Page text –
* * * *
The task for week 9 was to get a NYT API key, construct an interface to R, grab some data and finally return a dataframe. I chose to work with the “Archive_api” because I actually have some future tasks that I’d like to tackle that involve old newspapers.
This file is available on rpubs here and in my github here
library(jsonlite)
library(httr)
library(knitr)I created a function to query the NYT Archive API and return a dataframe containing the data retrieved. Also, in the development process, I noticed that my request failed frequently so I’ve set my function up to retry using the RETRY() function.
#params
api.key <- "36a5b43cb0e04a1dad5e23a9810f2cc1"
yyyy <- "1929"
mm <- "09"
* * * *
Data –
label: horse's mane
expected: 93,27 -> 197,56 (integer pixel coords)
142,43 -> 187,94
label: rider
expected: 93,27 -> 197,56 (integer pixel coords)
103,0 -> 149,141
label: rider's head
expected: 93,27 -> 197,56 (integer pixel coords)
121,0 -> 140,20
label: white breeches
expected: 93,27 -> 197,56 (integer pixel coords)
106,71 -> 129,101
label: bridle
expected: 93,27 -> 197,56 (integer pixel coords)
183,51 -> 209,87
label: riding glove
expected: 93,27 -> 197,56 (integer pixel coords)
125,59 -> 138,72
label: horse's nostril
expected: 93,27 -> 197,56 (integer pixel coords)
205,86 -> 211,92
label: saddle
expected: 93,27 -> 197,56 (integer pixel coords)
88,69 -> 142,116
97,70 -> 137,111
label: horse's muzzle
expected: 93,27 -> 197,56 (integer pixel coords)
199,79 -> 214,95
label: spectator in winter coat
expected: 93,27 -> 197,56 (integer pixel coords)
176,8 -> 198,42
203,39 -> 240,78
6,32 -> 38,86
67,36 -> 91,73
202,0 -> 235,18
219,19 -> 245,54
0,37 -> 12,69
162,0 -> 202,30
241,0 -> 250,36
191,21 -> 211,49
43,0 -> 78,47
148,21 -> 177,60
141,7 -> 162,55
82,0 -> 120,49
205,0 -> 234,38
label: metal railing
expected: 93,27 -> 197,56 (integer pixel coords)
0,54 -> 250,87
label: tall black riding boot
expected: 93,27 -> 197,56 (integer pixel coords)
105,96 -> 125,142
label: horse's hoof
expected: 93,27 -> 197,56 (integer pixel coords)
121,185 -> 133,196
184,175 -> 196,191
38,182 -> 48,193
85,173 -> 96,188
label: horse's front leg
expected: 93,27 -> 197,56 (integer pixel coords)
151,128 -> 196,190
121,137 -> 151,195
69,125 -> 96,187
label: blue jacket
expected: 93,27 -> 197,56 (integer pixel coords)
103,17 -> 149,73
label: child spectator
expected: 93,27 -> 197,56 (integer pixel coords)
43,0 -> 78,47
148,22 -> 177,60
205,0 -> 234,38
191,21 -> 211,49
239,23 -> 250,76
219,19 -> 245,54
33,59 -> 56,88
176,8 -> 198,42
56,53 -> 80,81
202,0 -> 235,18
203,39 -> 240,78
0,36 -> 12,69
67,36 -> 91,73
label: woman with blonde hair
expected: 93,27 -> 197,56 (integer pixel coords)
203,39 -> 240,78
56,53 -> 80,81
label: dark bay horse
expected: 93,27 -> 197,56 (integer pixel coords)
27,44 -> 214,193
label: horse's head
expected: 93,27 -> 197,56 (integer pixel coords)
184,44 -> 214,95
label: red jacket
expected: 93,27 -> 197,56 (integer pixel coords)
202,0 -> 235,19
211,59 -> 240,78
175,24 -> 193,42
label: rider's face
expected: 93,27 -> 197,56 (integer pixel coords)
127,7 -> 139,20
* * * *
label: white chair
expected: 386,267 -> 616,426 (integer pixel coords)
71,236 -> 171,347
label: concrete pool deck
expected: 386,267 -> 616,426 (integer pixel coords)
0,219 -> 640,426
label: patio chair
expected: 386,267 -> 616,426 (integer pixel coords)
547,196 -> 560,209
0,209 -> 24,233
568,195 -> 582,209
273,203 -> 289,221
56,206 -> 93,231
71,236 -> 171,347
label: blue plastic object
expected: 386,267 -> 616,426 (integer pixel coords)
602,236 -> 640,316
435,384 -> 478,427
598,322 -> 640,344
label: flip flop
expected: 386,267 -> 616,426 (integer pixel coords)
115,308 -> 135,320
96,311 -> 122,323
* * * *
The tasks –
**1)** From the NYT API page, copy the part that opens with the words containing "This file is" and closes with "the RETRY() function.".
**2)** Rewrite the paragraph of the NYT API page that begins "The task for week 9" in shorter form, keeping its main facts.

Answers for this exercise –
**1)**
This file is available on rpubs here and in my github here
library(jsonlite)
library(httr)
library(knitr)I created a function to query the NYT Archive API and return a dataframe containing the data retrieved. Also, in the development process, I noticed that my request failed frequently so I’ve set my function up to retry using the RETRY() function.

**2)** The week 9 task was to obtain a NYT API key, build an interface to R, retrieve some data and return a dataframe. The writer picked the Archive API because of planned future tasks involving old newspapers.